DATA SHOWN: Begin

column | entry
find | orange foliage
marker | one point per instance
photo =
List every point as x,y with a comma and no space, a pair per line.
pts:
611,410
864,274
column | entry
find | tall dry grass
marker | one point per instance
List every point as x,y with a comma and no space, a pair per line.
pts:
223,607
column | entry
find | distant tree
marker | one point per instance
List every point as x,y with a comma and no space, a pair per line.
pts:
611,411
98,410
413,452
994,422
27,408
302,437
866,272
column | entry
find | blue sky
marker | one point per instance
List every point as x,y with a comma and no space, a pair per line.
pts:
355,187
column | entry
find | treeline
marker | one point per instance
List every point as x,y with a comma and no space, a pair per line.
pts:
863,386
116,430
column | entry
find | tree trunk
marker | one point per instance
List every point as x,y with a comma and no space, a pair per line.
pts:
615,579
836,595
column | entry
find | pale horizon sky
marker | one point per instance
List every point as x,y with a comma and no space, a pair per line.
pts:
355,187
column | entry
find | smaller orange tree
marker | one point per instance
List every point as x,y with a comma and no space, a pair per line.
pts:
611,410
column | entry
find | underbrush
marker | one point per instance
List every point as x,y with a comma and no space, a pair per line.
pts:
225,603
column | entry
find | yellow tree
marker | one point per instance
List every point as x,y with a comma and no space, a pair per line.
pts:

DATA SHOWN: End

PROBLEM DESCRIPTION:
Say how many lines in the records contain the string "orange", and say nothing else.

TASK ANSWER:
2